### DATA UNDER STUDY:
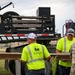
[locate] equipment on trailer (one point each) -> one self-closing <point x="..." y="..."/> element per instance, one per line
<point x="1" y="8"/>
<point x="15" y="28"/>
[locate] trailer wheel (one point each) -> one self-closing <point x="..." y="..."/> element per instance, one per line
<point x="12" y="67"/>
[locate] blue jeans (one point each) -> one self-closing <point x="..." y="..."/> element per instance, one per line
<point x="64" y="70"/>
<point x="36" y="72"/>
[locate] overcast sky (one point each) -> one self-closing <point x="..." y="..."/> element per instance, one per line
<point x="62" y="9"/>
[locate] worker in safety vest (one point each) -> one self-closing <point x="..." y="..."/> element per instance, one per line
<point x="63" y="46"/>
<point x="34" y="55"/>
<point x="72" y="71"/>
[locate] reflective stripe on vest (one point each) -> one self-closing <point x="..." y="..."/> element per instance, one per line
<point x="33" y="60"/>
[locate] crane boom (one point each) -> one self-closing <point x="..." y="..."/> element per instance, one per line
<point x="5" y="6"/>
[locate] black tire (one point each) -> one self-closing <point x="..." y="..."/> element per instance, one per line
<point x="12" y="67"/>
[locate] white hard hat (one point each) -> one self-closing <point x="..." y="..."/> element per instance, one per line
<point x="32" y="36"/>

### PROBLEM:
Every line of the data should be transcribed exactly. Omit the images.

### RESPONSE TO THIS TASK:
[locate] equipment on trailer (one point each) -> one self-closing <point x="..." y="..."/> element per instance, one per line
<point x="1" y="8"/>
<point x="15" y="28"/>
[locate] trailer wheel (one point each) -> one self-closing <point x="..." y="..."/> element per instance, one per line
<point x="12" y="67"/>
[locate] blue jeans (one point each) -> one self-closing <point x="..." y="..."/> element per instance, one per line
<point x="64" y="70"/>
<point x="36" y="72"/>
[locate] overcast sky (one point each) -> one self-closing <point x="..." y="..."/> element per instance, one per line
<point x="62" y="9"/>
[locate] worker in safety vest (one point each) -> one self-closing <point x="..." y="..."/> element per instance, one per line
<point x="63" y="46"/>
<point x="34" y="55"/>
<point x="72" y="71"/>
[locate] reflective stripe on vest (one point each) -> one self-closing <point x="..." y="..."/> element per instance, one per line
<point x="33" y="60"/>
[locate] crane boom (one point each) -> one self-closing <point x="..." y="..."/> element per instance, one per line
<point x="5" y="6"/>
[locate] black tire (one point each) -> one self-closing <point x="..." y="..."/> element per instance, one per line
<point x="12" y="67"/>
[locate] white hard hat (one point each) -> one self-closing <point x="..." y="..."/> element per instance, one per line
<point x="32" y="36"/>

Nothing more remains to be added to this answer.